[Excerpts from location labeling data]

————————

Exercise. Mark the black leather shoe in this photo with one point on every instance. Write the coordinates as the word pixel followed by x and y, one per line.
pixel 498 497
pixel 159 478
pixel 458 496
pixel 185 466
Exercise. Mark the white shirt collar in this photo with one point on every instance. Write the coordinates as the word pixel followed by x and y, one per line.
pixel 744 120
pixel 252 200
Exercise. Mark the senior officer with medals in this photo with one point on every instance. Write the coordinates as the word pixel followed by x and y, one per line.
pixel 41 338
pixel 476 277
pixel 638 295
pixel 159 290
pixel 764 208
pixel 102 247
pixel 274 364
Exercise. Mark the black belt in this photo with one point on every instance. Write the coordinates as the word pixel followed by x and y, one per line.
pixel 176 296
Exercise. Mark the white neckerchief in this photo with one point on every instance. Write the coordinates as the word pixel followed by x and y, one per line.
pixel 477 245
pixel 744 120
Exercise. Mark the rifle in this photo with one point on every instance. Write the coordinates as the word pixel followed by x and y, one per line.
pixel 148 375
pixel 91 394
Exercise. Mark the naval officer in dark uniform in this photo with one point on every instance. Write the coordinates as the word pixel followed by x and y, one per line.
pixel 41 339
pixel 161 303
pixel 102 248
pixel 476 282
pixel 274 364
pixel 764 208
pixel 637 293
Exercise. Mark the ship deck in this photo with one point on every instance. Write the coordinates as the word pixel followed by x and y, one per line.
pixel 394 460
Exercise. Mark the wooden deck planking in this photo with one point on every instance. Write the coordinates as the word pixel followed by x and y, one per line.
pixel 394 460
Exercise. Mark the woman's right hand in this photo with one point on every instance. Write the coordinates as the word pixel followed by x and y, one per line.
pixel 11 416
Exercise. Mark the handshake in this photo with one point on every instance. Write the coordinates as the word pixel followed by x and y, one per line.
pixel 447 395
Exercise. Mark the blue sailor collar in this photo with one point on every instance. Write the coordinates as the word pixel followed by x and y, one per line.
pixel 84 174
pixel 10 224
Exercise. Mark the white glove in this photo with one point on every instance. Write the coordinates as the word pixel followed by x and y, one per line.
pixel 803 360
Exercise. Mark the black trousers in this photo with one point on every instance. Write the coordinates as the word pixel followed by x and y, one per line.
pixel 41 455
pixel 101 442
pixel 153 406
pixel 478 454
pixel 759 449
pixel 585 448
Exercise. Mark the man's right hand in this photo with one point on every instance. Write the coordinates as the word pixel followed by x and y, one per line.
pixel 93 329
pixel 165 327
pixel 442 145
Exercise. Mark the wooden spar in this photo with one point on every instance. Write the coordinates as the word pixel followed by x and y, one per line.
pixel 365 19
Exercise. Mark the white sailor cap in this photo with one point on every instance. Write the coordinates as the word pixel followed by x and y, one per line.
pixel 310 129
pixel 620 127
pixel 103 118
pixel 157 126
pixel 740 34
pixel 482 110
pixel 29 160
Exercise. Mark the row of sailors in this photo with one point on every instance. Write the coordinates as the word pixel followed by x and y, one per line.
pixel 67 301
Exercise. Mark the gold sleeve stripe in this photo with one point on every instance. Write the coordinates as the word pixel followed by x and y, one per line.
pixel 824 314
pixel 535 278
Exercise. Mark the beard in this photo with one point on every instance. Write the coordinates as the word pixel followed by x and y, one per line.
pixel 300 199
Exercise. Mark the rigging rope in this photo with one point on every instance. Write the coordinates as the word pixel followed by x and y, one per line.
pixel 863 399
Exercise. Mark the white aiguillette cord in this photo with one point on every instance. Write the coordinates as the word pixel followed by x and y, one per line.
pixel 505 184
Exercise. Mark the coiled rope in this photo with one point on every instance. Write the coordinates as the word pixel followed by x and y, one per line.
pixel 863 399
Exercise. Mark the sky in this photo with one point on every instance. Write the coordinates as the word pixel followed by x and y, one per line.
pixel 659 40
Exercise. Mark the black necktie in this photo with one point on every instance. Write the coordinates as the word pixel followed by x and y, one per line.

————————

#### Exercise requirements:
Write out the entire listing above once more, word for word and line for line.

#### Solved exercise:
Exercise. Mark the black leather shoe in this photo with one point on every instance. Write the coordinates as the word pixel followed by x and y, one per line.
pixel 498 497
pixel 159 478
pixel 458 496
pixel 185 466
Exercise. Mark the white shirt collar in this photo with one point on every instance. Write the coordinates as the word pixel followed by x and y, one per line.
pixel 744 120
pixel 252 200
Exercise. Mark the senior officer with medals in this photo with one point on every instance. Write the coordinates as the word pixel followed by x and y, one per line.
pixel 41 338
pixel 476 277
pixel 638 295
pixel 159 290
pixel 764 208
pixel 102 247
pixel 274 364
Exercise. Mark the black belt in this photo with one point on every instance. Write the coordinates as the word pixel followed by x and y, one per line.
pixel 176 296
Exercise. Mark the white neckerchief in this photo with one point on every instance. Write the coordinates as the word pixel followed by x and y, one per line.
pixel 477 245
pixel 744 120
Exercise. Mark the rifle in this photo with one point on every instance. Write the coordinates as the word pixel followed by x and y, one per line.
pixel 148 375
pixel 91 394
Exercise. Mark the naval officer in dark uniform in this photo with one point on every instance. Write the coordinates as the word pixel followed by x and y, one per line.
pixel 41 339
pixel 161 303
pixel 102 248
pixel 476 282
pixel 274 364
pixel 764 208
pixel 637 293
Exercise. Mark the ship deck in this photo with one point on every instance. Write the coordinates as the word pixel followed by x and y, one per line.
pixel 394 460
Exercise. Mark the wooden deck planking in this photo with one point on every instance. Write the coordinates as the word pixel followed by x and y, one per line.
pixel 394 460
Exercise. Mark the woman's right hand in this photo with one point on every instance. Write the coordinates as the word pixel followed by x and y, one per line.
pixel 11 416
Exercise. Mark the handshake in this photo with one point on every instance. Write the coordinates as the word pixel followed by x and y, one per line.
pixel 447 395
Exercise. Mark the blue sailor collar in this photo with one point on every instance. Write the coordinates as the word pixel followed by x and y, one per line.
pixel 84 174
pixel 10 224
Exercise. Mark the white glove in this photo with one point on every instance. Write the coordinates as the word pixel followed by x and y, one per line.
pixel 803 360
Exercise. Mark the black trousers in this photo with one point on every instance. Write the coordinates as the word pixel followed by x and y, one per line.
pixel 41 455
pixel 101 442
pixel 153 406
pixel 478 454
pixel 759 449
pixel 585 448
Exercise. Mark the man's right hand in this photo with one point on every instance. Write the coordinates as the word pixel followed by x and y, one per line.
pixel 93 329
pixel 165 327
pixel 442 145
Exercise. Mark the wooden spar in this photo with one point on every instance. Write the coordinates as the word pixel followed by x and y, one per line.
pixel 365 19
Exercise. Mark the white sailor cap in this photo with one point on every instance. Write the coordinates as the word pixel followed by x and y, one per line.
pixel 310 129
pixel 620 127
pixel 103 118
pixel 157 126
pixel 740 34
pixel 482 110
pixel 29 160
Exercise. Mark the row of sailors in this photo with one point on every instance. Write the coordinates as the word pixel followed by x and y, one per line.
pixel 67 301
Exercise. Mark the gold sleeve stripe in this photo with one point on every instance. Write the coordinates as the word pixel followed by x and y, one per line.
pixel 824 314
pixel 535 278
Exercise. Mark the beard in this photo with one point on every instance. Write the coordinates as the word pixel followed by x and y, one per line.
pixel 300 199
Exercise. Mark the rigging rope in this photo with one point on every instance. Write the coordinates as the word pixel followed by x and y, one per line.
pixel 863 399
Exercise. Mark the white aiguillette cord in this photo with one point on every instance. Write the coordinates as the word pixel followed by x and y, one per line.
pixel 505 184
Exercise. Mark the coiled rope in this photo with one point on every instance. Write the coordinates as the word pixel followed by x and y, one per line.
pixel 863 399
Exercise. Mark the sky in this photo with one point on every instance. Write the coordinates as the word pixel followed by x and y, one per line.
pixel 659 40
Exercise. Mark the black necktie in this photo with one point on every instance. Write the coordinates as the word pixel followed by x and y, one per line.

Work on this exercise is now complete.